■ **Task description**: Can you rewrite everything from the line containing "for beamed ceiling." down to the line containing "[255,188,365,240]", changing "sofa" to "couch" and leaving the rest the same?

Region labeling records:
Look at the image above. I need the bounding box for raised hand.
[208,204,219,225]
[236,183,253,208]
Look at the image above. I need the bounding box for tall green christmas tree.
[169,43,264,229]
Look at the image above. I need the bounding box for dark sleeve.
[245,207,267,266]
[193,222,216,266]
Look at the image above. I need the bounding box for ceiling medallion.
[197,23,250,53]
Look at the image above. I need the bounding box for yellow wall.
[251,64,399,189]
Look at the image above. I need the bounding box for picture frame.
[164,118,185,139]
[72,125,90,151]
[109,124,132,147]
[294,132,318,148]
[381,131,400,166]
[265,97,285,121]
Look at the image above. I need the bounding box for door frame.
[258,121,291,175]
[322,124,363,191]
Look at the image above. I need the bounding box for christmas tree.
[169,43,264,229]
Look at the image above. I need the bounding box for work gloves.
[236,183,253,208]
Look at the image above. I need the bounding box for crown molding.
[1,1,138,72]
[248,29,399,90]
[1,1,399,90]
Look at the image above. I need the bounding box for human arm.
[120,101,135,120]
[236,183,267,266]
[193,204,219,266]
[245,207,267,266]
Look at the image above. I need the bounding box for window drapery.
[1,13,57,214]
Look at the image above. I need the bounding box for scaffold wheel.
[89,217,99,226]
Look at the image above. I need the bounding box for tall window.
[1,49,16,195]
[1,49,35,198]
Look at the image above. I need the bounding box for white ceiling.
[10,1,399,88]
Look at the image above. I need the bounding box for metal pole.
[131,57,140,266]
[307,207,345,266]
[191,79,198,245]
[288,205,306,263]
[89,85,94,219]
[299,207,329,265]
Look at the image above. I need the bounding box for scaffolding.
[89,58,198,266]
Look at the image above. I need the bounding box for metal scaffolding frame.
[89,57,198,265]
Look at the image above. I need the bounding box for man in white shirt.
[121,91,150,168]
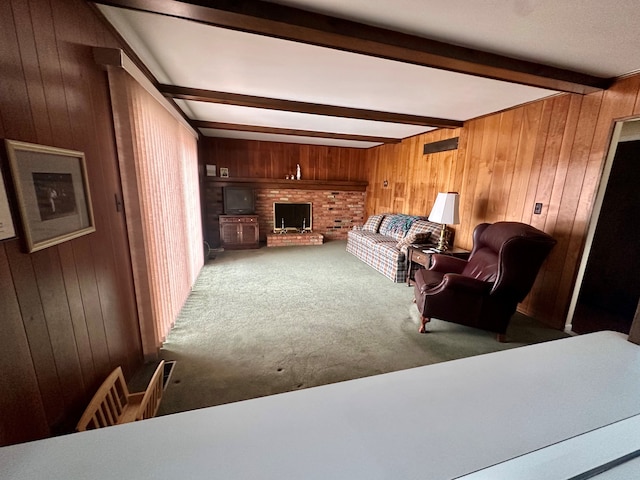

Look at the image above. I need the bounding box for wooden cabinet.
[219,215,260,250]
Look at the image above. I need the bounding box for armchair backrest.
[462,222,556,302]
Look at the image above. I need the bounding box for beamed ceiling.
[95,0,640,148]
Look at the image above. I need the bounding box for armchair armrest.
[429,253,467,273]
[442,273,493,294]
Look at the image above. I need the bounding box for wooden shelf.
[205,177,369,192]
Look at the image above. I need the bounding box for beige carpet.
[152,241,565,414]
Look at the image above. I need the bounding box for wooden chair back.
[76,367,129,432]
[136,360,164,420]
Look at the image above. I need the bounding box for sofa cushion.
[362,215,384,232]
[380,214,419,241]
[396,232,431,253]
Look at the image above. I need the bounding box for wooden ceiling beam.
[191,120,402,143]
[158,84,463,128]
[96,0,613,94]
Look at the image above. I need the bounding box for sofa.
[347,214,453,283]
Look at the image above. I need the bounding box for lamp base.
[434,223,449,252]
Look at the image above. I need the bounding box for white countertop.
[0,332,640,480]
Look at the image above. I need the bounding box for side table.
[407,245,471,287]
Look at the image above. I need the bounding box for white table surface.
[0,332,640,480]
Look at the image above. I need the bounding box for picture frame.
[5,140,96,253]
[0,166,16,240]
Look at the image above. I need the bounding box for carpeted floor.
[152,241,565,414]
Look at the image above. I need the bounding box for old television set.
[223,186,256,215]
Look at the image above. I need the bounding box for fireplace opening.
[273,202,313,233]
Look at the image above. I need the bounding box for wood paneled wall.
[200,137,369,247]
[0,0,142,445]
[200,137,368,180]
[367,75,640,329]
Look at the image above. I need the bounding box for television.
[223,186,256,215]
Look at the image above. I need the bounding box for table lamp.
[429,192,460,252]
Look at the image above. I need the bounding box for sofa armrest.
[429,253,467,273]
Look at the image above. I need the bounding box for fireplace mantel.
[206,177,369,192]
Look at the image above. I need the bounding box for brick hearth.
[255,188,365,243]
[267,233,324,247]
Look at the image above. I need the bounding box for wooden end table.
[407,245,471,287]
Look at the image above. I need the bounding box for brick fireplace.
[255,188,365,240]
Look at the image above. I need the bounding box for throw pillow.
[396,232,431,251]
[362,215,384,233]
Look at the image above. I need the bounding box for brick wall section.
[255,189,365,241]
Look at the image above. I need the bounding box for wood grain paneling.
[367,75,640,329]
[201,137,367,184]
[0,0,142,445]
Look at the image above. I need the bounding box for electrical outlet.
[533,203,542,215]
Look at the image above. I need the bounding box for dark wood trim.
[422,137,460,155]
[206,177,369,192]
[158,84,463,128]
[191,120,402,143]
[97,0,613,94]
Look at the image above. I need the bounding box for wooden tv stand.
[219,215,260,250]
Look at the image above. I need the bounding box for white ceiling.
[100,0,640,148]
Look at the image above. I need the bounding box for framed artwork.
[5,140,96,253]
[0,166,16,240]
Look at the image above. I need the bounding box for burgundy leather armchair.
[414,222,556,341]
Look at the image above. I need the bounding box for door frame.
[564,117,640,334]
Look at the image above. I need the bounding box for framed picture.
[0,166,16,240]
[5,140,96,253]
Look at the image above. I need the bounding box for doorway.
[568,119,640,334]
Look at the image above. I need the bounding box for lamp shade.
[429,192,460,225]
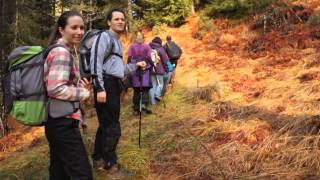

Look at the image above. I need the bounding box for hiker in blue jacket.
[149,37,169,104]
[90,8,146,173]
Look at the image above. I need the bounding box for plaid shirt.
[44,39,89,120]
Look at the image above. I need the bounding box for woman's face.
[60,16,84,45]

---

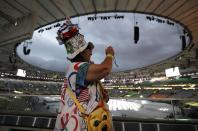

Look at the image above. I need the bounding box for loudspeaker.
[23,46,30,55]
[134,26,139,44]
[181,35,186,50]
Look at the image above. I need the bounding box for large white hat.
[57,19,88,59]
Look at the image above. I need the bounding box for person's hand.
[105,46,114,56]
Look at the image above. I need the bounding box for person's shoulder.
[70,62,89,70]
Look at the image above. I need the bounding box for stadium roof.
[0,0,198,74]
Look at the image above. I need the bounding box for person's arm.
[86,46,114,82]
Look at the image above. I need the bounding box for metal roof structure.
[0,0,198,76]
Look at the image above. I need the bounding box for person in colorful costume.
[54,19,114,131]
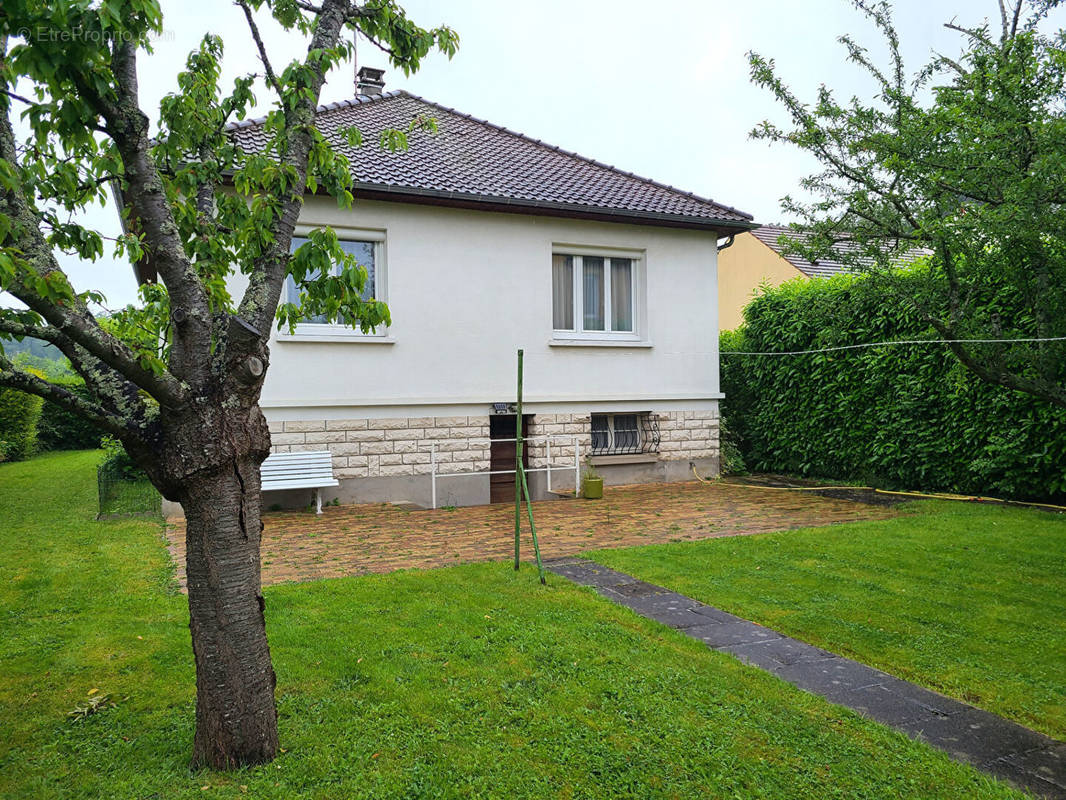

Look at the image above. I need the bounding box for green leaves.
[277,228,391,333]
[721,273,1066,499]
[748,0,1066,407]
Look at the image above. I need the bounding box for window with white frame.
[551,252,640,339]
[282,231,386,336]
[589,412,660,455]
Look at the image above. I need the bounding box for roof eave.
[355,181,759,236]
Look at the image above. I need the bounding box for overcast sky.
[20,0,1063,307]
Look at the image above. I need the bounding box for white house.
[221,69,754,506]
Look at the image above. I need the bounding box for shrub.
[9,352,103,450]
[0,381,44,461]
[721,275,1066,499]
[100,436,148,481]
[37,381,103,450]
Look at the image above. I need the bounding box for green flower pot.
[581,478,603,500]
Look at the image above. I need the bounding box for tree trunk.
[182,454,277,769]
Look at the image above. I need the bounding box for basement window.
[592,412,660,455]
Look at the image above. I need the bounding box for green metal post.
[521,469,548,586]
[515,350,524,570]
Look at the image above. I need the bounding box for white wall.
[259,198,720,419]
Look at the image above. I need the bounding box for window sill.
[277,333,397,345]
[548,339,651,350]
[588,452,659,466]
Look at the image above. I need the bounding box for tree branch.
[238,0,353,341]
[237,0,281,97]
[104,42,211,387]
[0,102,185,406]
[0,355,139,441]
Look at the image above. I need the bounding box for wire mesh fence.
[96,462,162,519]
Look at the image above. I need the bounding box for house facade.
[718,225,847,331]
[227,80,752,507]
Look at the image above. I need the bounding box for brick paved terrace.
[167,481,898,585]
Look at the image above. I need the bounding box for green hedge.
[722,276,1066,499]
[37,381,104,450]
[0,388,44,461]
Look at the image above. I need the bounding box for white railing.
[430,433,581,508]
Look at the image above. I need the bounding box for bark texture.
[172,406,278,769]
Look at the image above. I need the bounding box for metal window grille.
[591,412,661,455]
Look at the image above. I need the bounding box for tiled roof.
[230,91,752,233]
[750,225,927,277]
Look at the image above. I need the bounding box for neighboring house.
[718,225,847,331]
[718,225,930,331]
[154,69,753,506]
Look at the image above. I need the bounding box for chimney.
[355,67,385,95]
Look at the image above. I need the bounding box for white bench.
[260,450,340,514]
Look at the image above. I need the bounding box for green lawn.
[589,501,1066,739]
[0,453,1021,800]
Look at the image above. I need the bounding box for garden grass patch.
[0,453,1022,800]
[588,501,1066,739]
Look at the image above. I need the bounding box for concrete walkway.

---

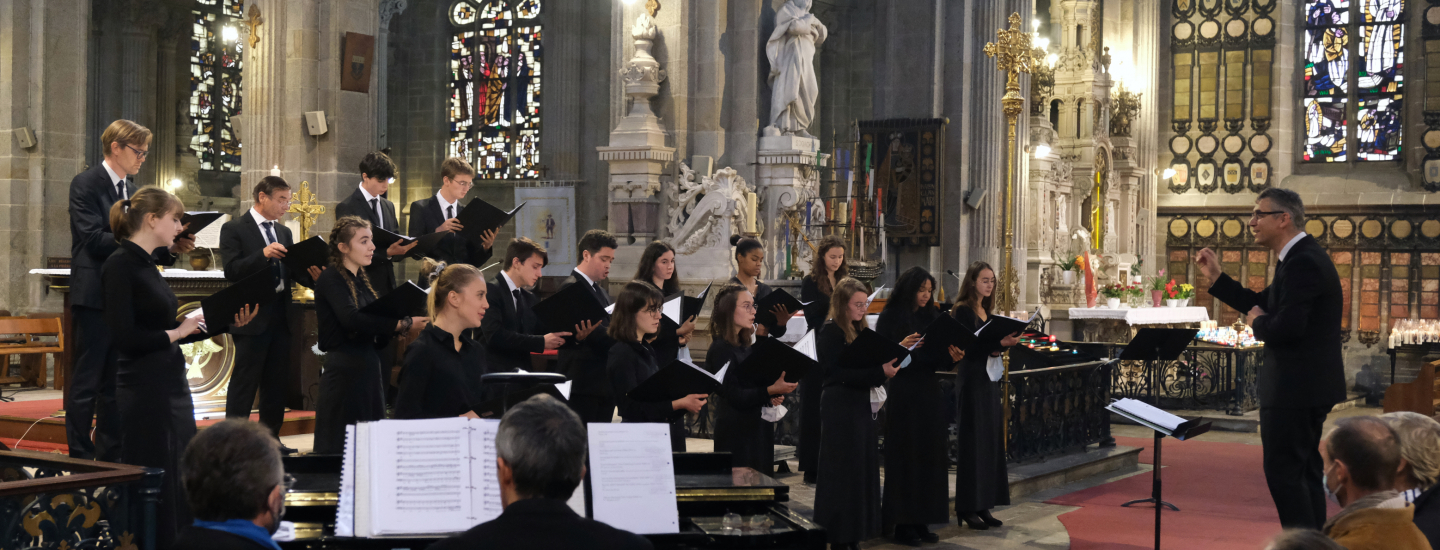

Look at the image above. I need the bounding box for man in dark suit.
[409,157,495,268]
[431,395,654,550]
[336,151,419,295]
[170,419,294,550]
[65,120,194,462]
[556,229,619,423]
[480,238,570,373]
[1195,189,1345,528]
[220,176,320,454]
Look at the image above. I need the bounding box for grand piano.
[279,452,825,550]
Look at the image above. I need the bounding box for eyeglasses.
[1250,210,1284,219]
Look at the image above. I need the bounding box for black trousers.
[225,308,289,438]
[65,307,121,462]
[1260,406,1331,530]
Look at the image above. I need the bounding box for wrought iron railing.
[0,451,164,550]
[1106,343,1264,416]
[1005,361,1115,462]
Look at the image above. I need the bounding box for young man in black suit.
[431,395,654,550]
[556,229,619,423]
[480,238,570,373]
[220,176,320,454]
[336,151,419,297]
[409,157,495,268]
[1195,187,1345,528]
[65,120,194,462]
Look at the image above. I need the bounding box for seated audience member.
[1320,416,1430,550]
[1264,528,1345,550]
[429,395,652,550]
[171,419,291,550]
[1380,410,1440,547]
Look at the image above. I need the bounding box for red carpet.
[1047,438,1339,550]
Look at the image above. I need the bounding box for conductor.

■ **Task result**:
Look at the image above. I need the bounding box for beamed ceiling.
[95,0,640,148]
Look at the image above. I need the bounding box for armchair armrest.
[429,253,467,273]
[442,273,493,294]
Look at the image above. I need the bounding box for wooden shelf.
[205,177,369,192]
Look at the image above. I need the bounding box for beige carpet.
[152,241,565,414]
Look at the image above. I need the bounding box for wooden chair back.
[76,367,129,432]
[136,360,164,420]
Look at the image above. I need the bounding box for couch cushion.
[362,215,384,232]
[380,214,419,241]
[396,232,431,253]
Look at the image above. I need the bounding box for wooden ceiling beam.
[191,120,402,143]
[158,84,463,128]
[96,0,613,94]
Look at the image above. I need the bounding box for couch.
[347,214,453,283]
Look at the image above. I need the bounding box for lamp base.
[434,223,449,252]
Look at the image above. I need the bounding box for white countertop.
[0,332,640,480]
Look at the image above. I need the bounding box for side table.
[407,245,471,287]
Look at the image above. I need the bounding box for white table surface.
[0,332,640,480]
Look at the image above. I need the bounding box for picture frame.
[5,140,96,253]
[0,166,16,240]
Look at the image above. I need the bounding box for carpeted floor.
[152,241,565,414]
Look at the image above. I need the bounding box for old television set.
[223,186,256,215]
Look at the image above. I need the bounding box for fireplace opening.
[273,202,313,233]
Look at the image above. I need the bounding box for wood paneled wall.
[200,137,369,247]
[0,0,142,445]
[200,137,368,180]
[367,75,640,329]
Look at the image above. I need the bounding box for television.
[223,186,256,215]
Look at the image above. I need the bounding box for table lamp.
[429,192,460,252]
Look at the image above. I need the bounding box for couch armrest.
[429,253,467,273]
Look at the image above. I need the bounding box for fireplace mantel.
[206,177,369,192]
Look at the image above. I need the bounding box for brick hearth.
[255,188,365,243]
[267,233,324,247]
Look at the image above. I need the bounding box for wooden end table.
[407,245,471,287]
Look at the image above. I need the bounding box for brick fireplace.
[255,188,365,240]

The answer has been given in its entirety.